→ Your objective:
Reply with exactly the lines from the one that contains "Where can you find the eyeglasses" through the last line of the records below, and with no other lines.

#### Exercise material

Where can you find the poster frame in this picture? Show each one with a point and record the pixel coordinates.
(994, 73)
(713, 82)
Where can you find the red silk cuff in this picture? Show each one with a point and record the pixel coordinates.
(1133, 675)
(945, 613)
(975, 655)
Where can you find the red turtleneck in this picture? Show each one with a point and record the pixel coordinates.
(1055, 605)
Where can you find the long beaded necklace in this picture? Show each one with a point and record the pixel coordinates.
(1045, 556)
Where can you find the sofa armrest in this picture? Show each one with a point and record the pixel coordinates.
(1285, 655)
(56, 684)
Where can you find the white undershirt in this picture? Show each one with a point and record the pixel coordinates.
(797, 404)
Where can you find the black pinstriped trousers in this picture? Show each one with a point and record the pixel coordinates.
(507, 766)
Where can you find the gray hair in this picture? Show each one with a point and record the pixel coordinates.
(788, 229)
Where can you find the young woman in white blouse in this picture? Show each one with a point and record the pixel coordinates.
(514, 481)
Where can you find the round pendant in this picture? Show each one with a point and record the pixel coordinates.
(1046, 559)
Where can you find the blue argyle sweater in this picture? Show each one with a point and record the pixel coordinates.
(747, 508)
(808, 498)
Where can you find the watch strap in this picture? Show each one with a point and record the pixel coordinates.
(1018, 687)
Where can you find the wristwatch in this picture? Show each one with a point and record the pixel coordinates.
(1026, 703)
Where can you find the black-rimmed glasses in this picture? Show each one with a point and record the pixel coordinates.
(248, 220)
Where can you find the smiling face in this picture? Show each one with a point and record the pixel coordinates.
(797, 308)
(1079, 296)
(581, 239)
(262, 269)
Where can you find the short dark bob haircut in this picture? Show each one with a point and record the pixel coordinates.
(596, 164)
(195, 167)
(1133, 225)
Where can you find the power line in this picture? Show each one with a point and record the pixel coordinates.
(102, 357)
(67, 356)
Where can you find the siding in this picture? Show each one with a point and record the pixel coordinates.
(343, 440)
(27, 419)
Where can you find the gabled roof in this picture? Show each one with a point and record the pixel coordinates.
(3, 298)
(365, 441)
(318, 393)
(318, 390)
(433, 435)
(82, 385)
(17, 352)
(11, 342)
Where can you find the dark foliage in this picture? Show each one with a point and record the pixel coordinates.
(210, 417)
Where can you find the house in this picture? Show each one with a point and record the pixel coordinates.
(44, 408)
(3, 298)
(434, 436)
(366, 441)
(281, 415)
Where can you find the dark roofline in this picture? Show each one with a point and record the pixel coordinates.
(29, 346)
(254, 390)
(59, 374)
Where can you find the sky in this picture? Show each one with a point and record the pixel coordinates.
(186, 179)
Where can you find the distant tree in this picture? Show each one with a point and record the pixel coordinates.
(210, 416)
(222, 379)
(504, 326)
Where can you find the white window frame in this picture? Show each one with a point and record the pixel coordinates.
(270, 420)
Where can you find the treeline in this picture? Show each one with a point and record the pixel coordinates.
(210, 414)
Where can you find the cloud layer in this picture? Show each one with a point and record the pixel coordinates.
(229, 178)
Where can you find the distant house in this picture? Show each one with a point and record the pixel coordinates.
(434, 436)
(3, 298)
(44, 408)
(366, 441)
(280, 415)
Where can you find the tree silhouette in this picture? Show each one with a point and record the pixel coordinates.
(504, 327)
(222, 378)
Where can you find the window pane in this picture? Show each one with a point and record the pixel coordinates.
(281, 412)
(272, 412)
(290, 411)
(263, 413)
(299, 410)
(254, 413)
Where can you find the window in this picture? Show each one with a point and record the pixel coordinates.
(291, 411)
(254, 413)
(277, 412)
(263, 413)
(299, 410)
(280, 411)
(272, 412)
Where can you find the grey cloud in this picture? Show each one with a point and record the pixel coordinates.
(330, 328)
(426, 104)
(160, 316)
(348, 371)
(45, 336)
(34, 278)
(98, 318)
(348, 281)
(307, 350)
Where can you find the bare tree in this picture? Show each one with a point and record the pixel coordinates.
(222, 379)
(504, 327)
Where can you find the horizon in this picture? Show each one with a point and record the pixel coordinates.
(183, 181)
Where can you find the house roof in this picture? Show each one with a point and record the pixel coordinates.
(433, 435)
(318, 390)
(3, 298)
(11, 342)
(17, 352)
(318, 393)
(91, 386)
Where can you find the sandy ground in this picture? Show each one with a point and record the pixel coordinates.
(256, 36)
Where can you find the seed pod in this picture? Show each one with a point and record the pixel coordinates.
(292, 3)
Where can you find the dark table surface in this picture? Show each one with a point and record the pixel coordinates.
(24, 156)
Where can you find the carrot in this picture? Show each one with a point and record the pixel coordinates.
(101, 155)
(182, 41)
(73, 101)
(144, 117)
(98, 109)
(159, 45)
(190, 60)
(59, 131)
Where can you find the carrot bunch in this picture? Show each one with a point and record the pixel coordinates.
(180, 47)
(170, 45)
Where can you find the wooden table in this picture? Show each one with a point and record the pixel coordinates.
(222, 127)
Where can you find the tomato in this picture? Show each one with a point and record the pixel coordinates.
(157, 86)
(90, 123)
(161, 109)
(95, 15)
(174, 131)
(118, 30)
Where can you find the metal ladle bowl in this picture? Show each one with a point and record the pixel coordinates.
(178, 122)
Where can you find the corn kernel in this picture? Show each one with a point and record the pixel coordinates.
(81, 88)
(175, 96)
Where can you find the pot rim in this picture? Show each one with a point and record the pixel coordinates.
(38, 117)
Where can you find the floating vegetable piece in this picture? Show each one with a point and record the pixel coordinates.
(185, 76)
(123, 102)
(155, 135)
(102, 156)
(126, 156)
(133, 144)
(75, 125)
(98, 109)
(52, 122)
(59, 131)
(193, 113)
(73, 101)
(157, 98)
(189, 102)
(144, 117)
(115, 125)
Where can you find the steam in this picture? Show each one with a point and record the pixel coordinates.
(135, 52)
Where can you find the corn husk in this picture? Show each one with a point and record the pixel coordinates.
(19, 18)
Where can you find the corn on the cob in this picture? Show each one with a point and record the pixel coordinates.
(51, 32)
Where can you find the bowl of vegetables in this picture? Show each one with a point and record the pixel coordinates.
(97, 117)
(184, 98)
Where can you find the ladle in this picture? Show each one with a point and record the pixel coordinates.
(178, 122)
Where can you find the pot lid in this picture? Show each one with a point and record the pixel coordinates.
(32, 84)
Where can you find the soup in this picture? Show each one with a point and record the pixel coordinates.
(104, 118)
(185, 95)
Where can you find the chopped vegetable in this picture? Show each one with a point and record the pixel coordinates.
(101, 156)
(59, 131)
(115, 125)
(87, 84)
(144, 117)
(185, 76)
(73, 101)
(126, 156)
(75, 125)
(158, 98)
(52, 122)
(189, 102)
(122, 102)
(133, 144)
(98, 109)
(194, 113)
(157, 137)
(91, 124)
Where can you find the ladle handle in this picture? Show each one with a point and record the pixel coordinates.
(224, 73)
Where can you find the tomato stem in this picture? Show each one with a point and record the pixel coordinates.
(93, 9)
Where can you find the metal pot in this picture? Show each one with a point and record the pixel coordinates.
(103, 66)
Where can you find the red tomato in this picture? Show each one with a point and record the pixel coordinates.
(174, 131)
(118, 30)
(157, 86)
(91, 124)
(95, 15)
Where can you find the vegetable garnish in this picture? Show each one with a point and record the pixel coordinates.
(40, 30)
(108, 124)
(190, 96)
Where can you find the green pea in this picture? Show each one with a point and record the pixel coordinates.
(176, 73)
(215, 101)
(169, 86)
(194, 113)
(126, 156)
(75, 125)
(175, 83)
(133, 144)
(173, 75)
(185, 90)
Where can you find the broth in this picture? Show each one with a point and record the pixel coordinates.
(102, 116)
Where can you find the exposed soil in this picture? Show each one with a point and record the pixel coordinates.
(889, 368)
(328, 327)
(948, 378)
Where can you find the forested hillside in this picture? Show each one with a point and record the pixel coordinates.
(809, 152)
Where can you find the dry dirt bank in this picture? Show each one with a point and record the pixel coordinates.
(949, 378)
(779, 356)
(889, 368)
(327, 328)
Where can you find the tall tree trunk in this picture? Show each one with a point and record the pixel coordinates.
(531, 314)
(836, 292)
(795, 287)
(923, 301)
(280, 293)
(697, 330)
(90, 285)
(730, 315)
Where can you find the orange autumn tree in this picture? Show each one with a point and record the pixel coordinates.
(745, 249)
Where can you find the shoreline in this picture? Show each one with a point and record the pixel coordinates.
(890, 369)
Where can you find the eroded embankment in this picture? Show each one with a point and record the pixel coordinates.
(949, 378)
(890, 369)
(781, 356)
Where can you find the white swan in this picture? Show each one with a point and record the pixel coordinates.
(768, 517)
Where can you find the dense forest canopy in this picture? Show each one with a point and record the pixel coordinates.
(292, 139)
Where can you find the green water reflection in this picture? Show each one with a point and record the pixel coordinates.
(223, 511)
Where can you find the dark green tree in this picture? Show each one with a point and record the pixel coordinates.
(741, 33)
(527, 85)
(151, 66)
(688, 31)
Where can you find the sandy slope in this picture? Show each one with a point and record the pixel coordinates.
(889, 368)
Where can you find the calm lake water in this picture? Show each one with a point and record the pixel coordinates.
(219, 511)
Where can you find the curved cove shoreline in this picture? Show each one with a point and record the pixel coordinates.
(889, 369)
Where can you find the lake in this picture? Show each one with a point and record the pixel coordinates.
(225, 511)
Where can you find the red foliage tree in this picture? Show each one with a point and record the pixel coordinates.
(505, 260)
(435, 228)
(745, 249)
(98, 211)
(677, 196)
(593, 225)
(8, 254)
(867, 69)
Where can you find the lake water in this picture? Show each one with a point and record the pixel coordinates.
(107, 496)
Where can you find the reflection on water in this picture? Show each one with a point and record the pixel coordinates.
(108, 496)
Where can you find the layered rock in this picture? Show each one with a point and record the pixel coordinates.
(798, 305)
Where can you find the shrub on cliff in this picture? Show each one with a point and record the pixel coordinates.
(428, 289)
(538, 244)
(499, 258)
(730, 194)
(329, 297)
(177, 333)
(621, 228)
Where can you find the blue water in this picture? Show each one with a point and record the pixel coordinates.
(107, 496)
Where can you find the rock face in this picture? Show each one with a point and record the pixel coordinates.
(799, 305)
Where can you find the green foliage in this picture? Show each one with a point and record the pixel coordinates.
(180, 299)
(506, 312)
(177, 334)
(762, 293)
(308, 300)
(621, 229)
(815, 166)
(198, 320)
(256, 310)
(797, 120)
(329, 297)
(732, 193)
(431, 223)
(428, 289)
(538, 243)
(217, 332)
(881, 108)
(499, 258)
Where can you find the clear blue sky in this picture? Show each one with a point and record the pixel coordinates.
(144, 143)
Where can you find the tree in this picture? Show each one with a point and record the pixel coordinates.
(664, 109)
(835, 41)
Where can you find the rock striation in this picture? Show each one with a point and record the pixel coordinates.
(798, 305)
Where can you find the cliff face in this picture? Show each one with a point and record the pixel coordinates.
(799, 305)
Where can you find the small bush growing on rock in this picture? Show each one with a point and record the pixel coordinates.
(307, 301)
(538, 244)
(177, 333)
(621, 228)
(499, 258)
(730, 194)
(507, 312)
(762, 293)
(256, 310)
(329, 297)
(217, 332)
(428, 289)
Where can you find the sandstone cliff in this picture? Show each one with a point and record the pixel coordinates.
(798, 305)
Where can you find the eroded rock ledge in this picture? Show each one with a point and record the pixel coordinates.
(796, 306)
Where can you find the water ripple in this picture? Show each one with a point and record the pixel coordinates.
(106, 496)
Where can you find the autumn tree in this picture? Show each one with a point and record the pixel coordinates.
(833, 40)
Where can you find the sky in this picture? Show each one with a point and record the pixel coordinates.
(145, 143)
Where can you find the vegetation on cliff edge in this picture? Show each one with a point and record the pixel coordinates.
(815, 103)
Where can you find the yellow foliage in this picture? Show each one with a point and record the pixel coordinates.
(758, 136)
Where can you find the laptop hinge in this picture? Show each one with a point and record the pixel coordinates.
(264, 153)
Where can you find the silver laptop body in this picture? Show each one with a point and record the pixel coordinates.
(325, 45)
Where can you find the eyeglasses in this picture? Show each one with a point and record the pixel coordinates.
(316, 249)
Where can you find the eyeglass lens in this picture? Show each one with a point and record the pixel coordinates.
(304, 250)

########

→ Result of this task:
Where can you find the eyeglasses in this picture? Show each one with a point and record the pixel coordinates.
(316, 249)
Where can you find the eyeglass lens in this picture? Show each one with a point and record the pixel coordinates.
(304, 250)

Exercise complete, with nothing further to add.